▶ STATED EXERCISE
Reproduce the lines of the items below, starting at the line with "Can you detect every modern" and ending at the line with "xmin=0 ymin=0 xmax=750 ymax=431", both of those lines included. Copy only those lines.

[Dataset entries]
────────────────
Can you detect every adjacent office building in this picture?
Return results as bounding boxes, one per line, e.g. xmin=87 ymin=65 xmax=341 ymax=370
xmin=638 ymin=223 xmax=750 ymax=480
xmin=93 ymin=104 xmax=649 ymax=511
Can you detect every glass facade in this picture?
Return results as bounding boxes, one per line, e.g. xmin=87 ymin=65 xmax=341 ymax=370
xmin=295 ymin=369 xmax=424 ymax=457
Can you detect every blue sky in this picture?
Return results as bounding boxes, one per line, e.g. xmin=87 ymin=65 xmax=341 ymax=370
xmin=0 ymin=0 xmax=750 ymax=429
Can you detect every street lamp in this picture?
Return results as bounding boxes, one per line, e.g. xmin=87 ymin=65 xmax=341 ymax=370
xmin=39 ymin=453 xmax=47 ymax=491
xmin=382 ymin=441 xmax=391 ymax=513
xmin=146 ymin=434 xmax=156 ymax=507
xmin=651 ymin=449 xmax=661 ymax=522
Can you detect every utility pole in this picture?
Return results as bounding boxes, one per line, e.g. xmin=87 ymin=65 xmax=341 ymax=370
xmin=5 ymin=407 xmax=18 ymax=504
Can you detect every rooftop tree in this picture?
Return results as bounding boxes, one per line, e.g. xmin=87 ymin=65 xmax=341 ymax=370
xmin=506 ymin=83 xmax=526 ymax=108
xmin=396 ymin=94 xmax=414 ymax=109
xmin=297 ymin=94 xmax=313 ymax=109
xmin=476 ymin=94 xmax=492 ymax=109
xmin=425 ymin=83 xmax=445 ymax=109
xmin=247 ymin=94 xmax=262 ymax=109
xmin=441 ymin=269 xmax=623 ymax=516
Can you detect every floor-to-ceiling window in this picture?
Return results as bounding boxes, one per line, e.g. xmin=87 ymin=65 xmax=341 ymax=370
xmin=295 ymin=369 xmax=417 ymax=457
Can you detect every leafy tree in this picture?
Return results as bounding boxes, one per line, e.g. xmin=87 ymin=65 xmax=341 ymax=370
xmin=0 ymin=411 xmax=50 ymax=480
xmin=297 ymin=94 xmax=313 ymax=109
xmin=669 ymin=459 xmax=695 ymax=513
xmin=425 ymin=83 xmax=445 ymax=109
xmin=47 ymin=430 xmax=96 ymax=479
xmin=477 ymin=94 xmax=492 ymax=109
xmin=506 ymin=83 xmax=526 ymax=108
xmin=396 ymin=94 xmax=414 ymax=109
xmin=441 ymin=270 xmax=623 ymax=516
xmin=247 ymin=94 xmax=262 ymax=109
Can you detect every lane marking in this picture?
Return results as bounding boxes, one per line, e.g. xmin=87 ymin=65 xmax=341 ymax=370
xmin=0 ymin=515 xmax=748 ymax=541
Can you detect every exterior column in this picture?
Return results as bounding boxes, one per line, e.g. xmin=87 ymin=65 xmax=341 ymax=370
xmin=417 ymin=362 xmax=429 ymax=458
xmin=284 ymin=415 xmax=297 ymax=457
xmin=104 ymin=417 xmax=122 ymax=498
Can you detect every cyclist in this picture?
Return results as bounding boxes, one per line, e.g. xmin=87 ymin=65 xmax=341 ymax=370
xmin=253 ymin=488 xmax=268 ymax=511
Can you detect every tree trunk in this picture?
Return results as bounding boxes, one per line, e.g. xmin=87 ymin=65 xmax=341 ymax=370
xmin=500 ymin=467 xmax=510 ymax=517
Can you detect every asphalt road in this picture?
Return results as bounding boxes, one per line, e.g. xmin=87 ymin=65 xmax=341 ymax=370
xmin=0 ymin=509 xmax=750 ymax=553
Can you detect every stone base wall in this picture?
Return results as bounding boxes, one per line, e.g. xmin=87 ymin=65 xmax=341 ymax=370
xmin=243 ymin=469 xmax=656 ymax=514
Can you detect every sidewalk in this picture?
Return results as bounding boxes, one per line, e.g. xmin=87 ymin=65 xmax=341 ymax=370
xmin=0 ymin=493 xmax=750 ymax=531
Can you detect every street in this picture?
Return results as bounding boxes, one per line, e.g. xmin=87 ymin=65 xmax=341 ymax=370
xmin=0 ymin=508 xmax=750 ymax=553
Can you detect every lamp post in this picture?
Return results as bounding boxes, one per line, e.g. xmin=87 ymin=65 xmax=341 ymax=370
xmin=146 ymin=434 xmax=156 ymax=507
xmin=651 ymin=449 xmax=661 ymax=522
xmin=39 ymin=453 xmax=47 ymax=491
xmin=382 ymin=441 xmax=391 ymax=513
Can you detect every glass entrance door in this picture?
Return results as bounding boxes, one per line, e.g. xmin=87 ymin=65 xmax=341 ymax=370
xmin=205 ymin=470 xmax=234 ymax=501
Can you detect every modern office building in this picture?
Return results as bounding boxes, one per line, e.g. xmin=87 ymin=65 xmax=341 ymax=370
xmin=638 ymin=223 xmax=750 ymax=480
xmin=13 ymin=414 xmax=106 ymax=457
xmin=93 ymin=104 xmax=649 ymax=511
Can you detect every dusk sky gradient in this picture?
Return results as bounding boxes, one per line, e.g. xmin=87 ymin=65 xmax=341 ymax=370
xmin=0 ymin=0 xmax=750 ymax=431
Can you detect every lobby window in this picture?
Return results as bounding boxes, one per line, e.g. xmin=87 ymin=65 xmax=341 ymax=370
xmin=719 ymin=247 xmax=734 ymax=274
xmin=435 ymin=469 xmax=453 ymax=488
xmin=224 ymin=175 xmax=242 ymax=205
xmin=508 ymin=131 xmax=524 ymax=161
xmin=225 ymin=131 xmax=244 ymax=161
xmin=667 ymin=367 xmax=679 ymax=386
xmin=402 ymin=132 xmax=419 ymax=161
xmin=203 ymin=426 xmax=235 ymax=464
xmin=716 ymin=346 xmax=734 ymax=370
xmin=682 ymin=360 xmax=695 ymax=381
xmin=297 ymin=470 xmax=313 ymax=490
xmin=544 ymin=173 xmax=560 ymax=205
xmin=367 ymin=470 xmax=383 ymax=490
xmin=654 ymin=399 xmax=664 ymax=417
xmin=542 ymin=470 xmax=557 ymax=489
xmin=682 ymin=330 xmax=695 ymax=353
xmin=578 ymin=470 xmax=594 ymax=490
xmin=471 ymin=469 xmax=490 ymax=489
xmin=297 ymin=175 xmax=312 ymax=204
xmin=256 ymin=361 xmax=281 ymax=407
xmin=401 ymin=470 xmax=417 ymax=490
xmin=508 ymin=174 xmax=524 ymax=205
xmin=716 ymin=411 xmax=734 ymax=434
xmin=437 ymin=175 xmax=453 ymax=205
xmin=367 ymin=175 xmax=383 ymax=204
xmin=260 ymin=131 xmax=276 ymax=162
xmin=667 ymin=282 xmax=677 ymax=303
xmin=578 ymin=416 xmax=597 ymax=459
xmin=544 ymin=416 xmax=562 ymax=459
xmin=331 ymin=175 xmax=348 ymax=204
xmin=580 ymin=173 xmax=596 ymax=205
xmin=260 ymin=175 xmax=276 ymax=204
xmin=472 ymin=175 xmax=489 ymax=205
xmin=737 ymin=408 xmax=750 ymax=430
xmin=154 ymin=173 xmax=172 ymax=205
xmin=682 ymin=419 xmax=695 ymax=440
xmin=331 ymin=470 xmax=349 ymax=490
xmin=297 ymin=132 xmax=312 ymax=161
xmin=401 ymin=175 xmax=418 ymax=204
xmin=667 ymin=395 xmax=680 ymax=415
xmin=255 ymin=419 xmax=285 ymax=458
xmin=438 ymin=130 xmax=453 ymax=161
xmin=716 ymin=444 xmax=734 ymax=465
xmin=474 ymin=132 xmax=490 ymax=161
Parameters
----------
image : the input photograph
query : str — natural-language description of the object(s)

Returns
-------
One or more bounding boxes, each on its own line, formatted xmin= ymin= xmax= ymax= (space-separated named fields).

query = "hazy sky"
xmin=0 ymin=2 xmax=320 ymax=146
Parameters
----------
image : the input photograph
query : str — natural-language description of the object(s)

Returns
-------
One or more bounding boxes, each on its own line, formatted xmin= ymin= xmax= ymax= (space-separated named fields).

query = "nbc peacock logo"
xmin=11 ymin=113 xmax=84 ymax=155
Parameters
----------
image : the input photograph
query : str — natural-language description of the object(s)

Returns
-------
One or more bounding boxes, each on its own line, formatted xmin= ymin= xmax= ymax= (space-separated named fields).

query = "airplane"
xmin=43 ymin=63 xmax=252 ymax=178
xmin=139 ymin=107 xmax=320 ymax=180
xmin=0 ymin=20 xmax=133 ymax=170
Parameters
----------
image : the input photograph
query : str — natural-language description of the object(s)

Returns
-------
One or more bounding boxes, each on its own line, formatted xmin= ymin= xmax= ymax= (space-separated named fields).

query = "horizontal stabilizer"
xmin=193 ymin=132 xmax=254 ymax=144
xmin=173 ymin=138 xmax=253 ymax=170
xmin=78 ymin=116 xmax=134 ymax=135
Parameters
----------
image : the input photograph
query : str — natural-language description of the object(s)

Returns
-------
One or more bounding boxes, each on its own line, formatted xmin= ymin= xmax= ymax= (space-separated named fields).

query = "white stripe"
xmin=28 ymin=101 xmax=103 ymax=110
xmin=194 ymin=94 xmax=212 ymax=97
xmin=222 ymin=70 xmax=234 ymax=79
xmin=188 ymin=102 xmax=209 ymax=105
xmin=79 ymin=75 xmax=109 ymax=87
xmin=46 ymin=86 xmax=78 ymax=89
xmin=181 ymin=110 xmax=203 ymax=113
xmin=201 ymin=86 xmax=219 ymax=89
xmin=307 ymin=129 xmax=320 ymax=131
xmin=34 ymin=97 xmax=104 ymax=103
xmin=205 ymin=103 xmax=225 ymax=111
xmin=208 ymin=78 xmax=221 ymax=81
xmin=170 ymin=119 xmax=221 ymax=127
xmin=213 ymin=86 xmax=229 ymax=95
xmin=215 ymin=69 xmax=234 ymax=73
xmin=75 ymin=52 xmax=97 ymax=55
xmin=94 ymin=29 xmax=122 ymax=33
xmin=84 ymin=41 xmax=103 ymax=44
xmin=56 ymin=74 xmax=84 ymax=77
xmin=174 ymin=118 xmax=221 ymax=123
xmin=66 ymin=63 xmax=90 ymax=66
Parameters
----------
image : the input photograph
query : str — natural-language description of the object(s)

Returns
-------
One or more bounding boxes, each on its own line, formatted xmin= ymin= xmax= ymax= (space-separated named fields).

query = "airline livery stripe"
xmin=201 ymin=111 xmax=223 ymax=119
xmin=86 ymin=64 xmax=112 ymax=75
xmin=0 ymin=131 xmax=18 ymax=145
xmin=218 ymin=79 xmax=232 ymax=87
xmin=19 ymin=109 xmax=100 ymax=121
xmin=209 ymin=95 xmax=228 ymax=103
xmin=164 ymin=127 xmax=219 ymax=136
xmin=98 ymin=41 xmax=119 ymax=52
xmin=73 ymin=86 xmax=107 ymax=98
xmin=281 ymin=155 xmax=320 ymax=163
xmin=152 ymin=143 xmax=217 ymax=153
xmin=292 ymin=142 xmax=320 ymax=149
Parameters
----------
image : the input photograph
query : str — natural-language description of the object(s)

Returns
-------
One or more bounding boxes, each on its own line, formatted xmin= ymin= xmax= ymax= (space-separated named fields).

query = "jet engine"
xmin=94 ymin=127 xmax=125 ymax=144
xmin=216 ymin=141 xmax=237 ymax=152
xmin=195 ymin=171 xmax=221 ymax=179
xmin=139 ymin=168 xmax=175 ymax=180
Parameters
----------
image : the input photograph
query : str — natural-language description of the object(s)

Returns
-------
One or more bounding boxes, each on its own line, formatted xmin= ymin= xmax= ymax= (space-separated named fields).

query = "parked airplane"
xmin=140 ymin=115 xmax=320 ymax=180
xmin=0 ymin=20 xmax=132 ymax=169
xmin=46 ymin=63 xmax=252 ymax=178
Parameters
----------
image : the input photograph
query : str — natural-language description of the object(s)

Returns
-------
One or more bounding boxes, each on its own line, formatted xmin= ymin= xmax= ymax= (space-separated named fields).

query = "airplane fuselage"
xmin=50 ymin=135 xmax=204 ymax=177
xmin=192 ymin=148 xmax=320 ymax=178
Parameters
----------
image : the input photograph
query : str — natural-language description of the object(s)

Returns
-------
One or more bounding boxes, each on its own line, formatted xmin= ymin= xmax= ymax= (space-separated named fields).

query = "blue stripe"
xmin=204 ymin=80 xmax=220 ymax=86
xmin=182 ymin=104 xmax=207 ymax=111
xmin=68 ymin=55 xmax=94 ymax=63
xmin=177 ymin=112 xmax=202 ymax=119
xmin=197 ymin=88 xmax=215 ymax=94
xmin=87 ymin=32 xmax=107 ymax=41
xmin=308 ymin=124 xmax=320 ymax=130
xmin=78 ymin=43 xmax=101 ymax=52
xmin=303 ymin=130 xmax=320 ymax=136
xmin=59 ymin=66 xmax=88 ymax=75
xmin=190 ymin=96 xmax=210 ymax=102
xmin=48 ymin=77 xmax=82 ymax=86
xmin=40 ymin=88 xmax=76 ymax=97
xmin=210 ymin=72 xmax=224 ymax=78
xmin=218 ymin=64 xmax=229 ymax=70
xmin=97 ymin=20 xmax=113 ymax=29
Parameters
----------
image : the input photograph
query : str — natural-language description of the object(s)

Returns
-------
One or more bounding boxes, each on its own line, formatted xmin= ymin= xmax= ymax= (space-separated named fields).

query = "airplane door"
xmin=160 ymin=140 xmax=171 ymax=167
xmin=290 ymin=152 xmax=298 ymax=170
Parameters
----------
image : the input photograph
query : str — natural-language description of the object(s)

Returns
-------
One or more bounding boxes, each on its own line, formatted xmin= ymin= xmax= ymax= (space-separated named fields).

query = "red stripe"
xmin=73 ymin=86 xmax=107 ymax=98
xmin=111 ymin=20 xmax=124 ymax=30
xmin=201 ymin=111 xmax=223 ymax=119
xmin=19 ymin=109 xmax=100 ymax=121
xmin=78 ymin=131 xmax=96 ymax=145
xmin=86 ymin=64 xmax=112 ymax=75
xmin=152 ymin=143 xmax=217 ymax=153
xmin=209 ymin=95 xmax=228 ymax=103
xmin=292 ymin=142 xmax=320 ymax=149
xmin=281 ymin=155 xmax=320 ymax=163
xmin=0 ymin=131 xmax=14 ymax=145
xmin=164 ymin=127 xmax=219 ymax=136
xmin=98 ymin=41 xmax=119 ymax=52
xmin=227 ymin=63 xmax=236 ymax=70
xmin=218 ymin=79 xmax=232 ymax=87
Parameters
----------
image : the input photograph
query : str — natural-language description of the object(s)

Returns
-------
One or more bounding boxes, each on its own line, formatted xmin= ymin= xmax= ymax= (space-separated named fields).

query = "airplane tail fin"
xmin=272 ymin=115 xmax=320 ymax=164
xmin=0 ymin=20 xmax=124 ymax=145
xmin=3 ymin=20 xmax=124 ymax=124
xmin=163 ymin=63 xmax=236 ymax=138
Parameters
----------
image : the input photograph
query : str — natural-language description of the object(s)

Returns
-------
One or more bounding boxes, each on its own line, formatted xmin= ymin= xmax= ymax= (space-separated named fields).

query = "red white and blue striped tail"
────────────────
▶ REPLY TO THE EXERCISE
Can you detect every modern office building in this picture?
Return results as bounding boxes, one per line, e.g. xmin=87 ymin=65 xmax=341 ymax=370
xmin=638 ymin=223 xmax=750 ymax=480
xmin=13 ymin=414 xmax=106 ymax=457
xmin=93 ymin=104 xmax=649 ymax=511
Can you detect every dusk sky gradient in this picture?
Return results as bounding boxes, one per line, e.g. xmin=87 ymin=65 xmax=341 ymax=370
xmin=0 ymin=0 xmax=750 ymax=431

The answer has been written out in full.